Record extracts:
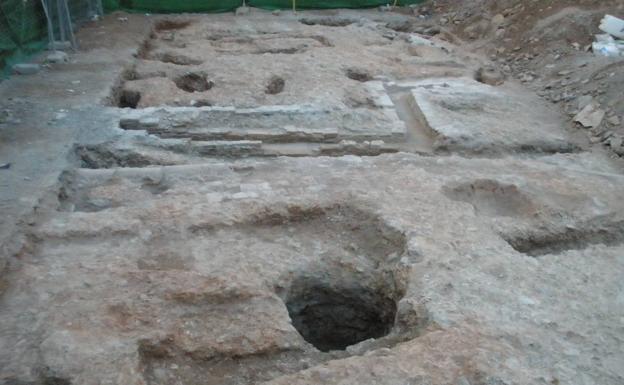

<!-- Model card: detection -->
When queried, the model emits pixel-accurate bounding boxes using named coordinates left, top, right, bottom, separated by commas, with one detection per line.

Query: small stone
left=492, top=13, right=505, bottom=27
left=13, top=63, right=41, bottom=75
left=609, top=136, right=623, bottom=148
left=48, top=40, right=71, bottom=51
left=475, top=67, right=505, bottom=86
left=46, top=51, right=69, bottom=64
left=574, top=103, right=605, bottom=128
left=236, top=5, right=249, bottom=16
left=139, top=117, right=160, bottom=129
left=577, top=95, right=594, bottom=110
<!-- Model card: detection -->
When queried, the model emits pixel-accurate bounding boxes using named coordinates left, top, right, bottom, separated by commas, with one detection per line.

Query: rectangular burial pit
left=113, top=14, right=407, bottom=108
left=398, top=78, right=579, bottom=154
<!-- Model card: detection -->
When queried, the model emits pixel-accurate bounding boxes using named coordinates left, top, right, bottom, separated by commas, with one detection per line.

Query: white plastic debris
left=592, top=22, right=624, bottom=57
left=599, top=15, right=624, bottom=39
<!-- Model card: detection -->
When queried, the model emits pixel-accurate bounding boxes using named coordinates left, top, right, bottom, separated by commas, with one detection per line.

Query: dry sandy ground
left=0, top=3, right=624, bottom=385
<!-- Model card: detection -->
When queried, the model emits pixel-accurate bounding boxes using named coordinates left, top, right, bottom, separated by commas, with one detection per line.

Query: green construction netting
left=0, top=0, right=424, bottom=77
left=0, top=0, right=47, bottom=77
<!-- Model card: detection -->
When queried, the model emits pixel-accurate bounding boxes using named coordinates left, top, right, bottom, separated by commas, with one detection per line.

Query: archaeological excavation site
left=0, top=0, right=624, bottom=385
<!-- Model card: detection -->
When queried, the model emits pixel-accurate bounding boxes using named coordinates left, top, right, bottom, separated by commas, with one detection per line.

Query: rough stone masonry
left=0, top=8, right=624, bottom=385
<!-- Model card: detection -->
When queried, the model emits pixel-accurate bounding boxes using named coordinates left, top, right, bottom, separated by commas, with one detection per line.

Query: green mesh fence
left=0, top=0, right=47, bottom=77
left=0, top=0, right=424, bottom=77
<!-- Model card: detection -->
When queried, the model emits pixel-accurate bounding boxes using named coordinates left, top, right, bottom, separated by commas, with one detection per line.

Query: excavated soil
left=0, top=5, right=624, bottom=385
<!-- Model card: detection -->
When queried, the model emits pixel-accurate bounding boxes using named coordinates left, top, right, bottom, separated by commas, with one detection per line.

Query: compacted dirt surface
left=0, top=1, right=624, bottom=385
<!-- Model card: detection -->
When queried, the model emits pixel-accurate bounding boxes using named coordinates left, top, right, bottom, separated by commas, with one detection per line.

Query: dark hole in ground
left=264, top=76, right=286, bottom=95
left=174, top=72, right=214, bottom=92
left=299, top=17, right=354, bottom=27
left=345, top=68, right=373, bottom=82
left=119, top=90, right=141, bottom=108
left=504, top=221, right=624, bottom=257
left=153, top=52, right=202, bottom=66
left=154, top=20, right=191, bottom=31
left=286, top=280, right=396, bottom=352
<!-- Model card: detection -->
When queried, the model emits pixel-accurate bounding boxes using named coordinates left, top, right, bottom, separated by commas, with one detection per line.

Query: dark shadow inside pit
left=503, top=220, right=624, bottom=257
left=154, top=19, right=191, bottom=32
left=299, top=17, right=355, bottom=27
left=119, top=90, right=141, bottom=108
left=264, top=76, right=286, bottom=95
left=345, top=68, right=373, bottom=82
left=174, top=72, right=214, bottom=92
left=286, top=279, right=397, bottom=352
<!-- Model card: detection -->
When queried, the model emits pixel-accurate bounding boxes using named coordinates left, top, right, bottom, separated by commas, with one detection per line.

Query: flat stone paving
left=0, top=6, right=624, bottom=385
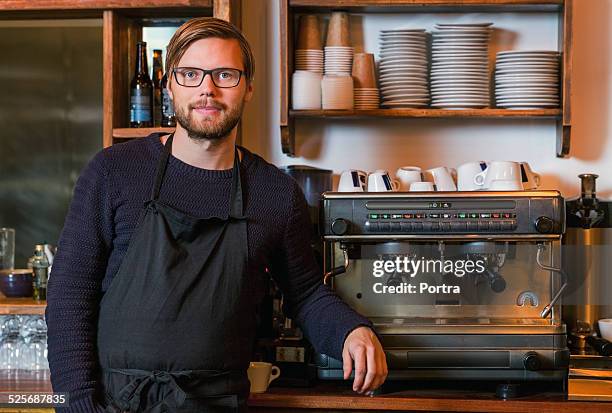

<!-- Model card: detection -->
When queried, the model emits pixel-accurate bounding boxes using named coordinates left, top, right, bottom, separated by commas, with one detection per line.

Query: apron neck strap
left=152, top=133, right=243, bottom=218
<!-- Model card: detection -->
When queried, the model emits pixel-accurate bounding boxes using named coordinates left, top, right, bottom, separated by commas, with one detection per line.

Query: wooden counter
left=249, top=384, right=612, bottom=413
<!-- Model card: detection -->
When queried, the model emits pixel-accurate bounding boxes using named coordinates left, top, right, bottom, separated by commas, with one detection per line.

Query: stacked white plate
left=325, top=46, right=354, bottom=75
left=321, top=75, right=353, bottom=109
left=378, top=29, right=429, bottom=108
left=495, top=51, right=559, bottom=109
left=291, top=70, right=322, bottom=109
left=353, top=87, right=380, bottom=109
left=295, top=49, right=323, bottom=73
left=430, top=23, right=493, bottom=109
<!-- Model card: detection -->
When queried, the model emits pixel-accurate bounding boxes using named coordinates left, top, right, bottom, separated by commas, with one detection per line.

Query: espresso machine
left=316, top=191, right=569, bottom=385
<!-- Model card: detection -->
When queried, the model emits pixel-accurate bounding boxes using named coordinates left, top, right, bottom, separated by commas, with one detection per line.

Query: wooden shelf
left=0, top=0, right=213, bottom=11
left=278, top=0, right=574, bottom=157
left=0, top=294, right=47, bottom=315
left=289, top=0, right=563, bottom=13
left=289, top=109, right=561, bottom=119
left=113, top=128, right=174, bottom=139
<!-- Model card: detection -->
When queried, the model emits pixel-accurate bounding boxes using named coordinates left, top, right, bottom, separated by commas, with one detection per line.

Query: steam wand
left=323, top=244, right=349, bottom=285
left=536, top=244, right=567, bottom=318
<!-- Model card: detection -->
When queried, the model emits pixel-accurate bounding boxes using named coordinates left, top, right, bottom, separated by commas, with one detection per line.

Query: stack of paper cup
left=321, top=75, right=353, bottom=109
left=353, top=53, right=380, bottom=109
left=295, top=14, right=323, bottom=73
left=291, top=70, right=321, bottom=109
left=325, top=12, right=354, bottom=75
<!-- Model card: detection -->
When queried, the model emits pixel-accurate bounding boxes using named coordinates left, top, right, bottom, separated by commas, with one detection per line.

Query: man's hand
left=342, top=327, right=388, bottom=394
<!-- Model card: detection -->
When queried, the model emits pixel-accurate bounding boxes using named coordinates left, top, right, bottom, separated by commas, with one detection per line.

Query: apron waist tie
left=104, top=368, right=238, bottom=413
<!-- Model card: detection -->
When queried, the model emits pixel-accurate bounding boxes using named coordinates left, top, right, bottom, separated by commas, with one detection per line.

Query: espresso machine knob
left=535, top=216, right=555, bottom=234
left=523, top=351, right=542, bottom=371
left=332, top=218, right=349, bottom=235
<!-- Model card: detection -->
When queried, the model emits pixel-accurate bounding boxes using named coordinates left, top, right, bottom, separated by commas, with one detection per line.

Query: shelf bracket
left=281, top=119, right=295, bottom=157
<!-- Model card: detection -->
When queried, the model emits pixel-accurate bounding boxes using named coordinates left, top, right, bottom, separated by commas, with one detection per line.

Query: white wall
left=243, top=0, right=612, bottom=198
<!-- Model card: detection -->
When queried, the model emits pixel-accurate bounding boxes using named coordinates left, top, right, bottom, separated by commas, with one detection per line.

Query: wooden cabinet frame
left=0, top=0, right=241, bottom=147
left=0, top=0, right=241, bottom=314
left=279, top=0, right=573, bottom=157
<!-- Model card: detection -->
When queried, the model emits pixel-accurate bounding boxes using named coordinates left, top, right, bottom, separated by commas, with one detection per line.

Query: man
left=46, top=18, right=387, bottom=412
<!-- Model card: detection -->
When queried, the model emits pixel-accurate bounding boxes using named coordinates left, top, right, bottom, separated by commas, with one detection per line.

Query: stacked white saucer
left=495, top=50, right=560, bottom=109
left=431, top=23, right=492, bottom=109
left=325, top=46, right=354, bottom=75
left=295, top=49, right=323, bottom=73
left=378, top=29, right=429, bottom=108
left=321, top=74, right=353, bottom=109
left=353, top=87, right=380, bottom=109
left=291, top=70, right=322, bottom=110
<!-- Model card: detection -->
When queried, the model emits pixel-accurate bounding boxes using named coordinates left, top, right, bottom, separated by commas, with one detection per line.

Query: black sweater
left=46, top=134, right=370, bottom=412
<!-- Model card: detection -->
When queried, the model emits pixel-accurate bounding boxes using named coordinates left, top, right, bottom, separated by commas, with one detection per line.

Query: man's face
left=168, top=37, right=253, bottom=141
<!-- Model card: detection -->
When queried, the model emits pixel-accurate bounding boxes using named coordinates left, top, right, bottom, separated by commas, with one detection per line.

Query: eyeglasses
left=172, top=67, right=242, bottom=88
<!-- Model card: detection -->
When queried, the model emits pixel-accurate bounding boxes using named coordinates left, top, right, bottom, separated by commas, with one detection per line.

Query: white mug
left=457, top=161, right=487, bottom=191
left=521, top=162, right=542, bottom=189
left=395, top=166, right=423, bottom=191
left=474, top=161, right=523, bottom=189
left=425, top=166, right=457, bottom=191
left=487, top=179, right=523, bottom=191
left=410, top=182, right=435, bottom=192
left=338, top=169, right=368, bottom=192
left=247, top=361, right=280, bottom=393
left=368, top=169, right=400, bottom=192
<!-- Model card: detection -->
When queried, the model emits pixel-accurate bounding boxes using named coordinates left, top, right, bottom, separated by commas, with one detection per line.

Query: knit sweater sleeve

---

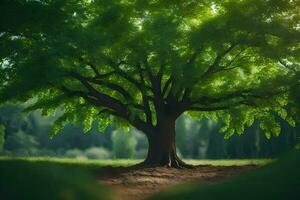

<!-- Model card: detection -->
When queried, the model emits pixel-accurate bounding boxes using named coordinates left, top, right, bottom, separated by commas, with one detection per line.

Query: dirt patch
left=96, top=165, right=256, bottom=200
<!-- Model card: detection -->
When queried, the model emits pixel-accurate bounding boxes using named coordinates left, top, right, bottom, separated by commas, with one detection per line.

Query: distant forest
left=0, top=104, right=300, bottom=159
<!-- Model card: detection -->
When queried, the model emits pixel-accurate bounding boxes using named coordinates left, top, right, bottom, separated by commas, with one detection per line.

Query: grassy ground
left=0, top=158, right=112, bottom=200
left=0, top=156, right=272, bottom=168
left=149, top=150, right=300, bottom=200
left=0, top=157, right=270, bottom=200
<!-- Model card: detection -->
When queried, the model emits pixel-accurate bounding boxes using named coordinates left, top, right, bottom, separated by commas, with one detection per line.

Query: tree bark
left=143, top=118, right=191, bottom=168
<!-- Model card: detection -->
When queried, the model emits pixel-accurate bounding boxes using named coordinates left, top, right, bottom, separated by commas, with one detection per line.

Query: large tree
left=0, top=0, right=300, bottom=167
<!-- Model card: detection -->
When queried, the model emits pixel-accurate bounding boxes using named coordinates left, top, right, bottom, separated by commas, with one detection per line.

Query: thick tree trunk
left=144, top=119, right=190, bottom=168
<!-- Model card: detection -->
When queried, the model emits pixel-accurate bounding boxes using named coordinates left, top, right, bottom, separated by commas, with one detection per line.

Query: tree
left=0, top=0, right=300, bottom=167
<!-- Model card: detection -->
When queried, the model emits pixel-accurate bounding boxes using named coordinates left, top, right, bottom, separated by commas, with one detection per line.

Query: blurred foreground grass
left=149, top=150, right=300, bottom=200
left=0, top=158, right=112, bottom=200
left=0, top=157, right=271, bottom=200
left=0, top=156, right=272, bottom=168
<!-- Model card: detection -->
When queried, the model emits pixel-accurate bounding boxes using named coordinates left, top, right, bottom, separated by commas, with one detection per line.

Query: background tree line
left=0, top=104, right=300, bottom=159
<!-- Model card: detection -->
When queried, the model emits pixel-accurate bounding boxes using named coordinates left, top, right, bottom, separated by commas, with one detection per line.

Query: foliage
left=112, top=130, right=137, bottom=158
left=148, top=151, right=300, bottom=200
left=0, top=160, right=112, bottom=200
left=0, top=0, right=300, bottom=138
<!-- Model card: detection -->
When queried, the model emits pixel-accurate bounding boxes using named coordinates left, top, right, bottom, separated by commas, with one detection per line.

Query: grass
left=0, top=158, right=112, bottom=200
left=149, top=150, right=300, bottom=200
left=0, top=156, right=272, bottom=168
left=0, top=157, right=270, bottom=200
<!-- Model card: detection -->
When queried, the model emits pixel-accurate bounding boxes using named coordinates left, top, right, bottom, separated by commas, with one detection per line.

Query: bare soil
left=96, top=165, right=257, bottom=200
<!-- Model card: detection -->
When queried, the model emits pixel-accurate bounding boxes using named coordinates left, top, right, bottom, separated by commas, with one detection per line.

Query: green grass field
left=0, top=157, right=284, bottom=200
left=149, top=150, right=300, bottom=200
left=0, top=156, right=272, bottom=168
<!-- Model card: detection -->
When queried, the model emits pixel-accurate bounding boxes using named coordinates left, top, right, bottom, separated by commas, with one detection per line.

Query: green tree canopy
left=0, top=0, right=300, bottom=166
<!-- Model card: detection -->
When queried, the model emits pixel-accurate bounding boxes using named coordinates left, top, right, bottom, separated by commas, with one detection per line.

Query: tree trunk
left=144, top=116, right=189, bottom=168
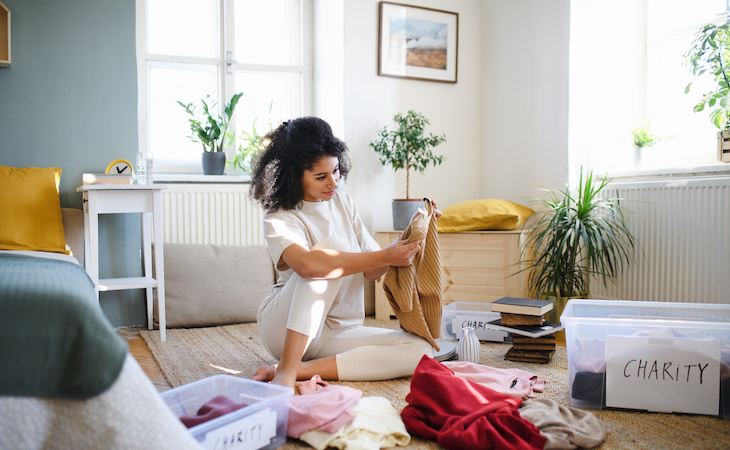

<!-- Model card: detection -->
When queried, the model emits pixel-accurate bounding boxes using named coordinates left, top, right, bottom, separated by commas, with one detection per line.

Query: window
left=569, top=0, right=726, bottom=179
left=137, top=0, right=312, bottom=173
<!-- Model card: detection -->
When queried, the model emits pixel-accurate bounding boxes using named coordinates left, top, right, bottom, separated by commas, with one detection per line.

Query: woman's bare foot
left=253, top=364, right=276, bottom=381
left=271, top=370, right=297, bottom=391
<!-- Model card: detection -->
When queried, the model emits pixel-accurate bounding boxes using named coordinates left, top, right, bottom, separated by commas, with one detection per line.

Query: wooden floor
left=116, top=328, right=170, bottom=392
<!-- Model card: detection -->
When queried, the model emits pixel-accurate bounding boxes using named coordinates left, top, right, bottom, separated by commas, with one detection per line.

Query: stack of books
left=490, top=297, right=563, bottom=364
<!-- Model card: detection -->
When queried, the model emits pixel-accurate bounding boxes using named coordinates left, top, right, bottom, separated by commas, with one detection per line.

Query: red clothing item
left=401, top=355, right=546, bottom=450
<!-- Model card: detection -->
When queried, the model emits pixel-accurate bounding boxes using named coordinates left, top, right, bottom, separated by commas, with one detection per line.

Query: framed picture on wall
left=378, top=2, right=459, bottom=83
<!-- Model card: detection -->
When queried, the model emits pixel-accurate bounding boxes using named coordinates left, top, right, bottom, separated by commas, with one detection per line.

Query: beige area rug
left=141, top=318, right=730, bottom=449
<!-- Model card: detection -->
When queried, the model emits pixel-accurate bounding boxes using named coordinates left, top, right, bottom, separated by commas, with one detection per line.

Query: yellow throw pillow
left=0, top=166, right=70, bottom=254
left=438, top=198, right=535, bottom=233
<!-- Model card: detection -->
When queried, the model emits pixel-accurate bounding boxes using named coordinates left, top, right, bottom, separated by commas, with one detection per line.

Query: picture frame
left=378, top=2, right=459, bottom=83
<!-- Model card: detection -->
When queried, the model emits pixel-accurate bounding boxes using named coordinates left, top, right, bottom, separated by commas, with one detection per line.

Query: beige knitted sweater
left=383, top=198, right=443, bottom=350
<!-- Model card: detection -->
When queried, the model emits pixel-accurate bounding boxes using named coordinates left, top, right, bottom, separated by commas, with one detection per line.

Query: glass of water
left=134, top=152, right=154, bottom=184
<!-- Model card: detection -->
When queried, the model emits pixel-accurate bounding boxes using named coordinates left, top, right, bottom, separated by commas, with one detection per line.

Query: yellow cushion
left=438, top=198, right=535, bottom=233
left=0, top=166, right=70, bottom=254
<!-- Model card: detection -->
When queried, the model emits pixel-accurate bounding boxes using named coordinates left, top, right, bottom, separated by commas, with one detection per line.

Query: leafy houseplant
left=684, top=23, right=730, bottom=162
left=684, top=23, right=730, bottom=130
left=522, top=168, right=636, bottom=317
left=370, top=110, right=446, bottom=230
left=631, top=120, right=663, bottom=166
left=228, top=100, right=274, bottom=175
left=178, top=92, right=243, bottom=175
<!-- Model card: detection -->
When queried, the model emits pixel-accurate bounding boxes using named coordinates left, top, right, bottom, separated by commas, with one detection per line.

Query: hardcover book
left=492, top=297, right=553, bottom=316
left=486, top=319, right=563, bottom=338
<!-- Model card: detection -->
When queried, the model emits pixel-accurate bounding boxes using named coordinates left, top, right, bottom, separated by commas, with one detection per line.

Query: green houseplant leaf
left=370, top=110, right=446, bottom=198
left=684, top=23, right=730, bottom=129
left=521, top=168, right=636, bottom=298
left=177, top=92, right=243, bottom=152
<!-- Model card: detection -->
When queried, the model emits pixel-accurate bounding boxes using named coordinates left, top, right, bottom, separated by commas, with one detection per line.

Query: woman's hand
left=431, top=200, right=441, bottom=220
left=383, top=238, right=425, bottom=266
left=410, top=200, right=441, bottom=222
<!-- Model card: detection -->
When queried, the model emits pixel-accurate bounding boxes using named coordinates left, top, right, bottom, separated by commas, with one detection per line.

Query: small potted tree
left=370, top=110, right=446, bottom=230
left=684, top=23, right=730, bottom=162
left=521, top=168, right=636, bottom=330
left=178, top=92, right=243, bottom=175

Short exercise: Return every line of the rows above that contains the word "wall".

Output below:
Query: white wall
Query: framed picture on wall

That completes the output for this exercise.